**ABOUT THIS TASK**.
Among the entries below, find all lines that include "wall" and copy them.
Top of PROVIDED ENTRIES
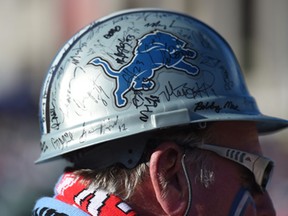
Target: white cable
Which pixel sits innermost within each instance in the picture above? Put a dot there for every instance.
(188, 185)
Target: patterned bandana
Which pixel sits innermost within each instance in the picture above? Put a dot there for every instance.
(71, 190)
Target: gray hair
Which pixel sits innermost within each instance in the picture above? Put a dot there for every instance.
(121, 181)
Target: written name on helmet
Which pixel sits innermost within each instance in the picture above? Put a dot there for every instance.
(153, 52)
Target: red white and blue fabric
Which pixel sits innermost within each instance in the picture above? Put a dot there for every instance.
(72, 197)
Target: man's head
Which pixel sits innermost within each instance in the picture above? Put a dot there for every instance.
(134, 97)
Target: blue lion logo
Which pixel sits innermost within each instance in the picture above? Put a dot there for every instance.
(153, 52)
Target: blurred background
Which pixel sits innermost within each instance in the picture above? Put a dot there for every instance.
(32, 31)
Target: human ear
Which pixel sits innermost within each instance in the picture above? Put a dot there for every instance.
(168, 178)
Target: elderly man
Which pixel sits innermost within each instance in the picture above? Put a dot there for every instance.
(151, 109)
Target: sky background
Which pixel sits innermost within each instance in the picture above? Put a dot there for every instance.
(32, 32)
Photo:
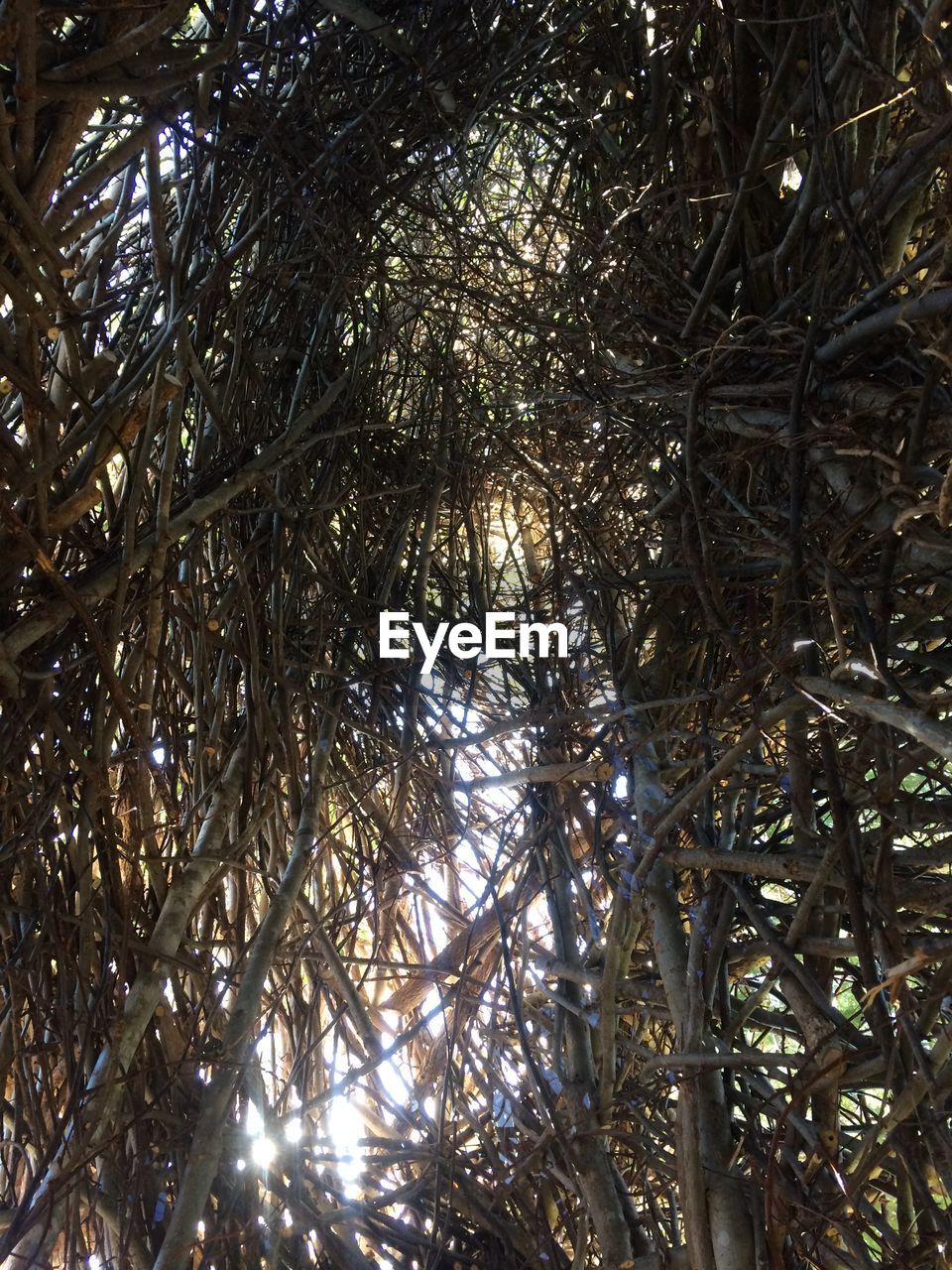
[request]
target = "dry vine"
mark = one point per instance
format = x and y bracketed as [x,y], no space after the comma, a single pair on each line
[631,318]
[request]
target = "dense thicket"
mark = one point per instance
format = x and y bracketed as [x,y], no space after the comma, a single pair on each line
[630,318]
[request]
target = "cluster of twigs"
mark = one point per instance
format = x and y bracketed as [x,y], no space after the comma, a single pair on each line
[629,318]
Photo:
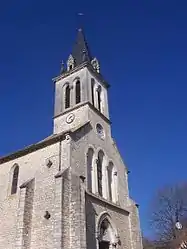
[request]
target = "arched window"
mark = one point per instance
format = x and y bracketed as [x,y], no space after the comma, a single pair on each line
[92,89]
[99,98]
[15,180]
[99,172]
[78,92]
[110,180]
[89,168]
[67,97]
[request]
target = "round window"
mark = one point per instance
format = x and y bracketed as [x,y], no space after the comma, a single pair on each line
[100,130]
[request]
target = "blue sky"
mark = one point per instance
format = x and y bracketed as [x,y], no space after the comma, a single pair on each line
[141,46]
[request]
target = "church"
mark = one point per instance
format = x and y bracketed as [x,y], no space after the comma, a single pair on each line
[70,190]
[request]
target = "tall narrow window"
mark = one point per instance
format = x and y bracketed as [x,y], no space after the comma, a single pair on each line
[110,183]
[15,180]
[67,97]
[92,89]
[89,168]
[99,98]
[99,173]
[78,92]
[110,170]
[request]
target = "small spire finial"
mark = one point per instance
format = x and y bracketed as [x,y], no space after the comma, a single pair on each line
[62,67]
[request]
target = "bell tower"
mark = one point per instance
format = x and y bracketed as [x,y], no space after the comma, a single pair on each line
[79,86]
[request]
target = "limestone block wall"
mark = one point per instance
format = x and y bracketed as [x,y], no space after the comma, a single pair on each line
[87,137]
[23,213]
[135,226]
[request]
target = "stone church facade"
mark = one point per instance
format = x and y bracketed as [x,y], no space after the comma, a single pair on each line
[70,190]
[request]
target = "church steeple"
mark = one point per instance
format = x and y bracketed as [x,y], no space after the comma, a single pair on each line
[80,87]
[81,52]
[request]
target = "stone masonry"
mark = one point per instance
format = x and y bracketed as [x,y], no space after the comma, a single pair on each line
[53,207]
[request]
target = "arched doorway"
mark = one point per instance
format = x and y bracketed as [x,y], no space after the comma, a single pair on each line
[107,233]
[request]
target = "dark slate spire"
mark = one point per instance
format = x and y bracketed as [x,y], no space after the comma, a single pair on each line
[80,50]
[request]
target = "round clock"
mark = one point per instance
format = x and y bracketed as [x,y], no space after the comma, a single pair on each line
[70,118]
[100,131]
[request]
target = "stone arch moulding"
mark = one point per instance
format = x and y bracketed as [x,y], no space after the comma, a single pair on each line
[112,231]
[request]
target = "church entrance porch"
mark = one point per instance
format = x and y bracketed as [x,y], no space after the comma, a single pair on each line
[107,233]
[104,245]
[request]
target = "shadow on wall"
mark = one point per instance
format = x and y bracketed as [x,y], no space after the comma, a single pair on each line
[91,232]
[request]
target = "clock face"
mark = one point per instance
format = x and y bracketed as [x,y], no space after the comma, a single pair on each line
[70,118]
[100,131]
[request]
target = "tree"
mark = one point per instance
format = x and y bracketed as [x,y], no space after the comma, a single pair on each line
[169,207]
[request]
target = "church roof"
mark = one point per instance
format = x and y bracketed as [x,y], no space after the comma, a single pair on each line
[81,52]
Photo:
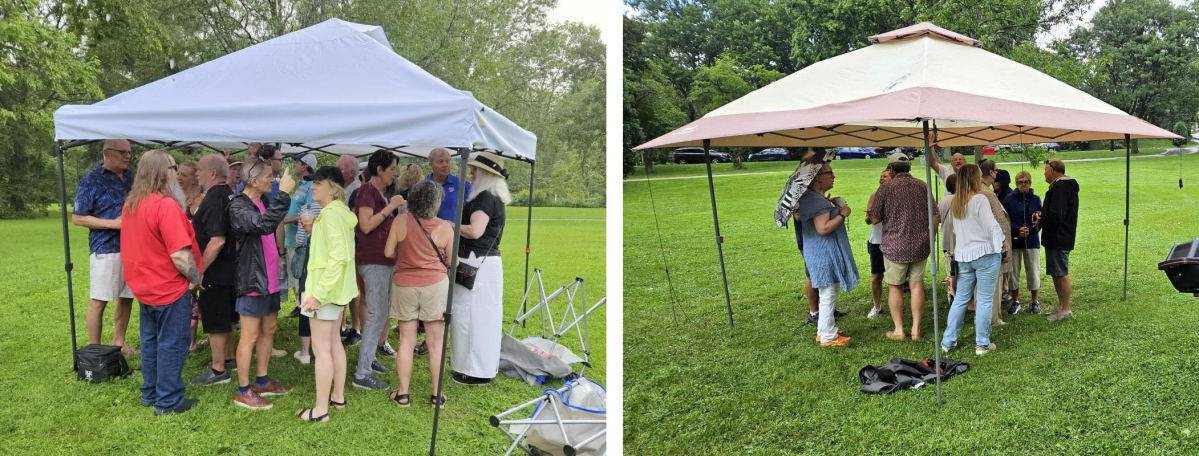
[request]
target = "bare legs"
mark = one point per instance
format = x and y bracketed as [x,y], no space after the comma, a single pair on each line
[257,336]
[329,357]
[120,321]
[433,333]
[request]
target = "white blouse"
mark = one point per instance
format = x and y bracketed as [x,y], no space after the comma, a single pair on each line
[978,233]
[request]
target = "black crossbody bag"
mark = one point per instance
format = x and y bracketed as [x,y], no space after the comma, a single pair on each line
[464,274]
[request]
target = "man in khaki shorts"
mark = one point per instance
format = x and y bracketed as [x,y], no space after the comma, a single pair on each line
[97,207]
[903,204]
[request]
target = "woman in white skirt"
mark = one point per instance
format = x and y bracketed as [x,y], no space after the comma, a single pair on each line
[479,312]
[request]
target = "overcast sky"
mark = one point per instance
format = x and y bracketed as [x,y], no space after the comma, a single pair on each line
Bottom of PROVIDED ENTRIES
**TASK RESPONSE**.
target = "limestone block wall"
target = "shadow on wall"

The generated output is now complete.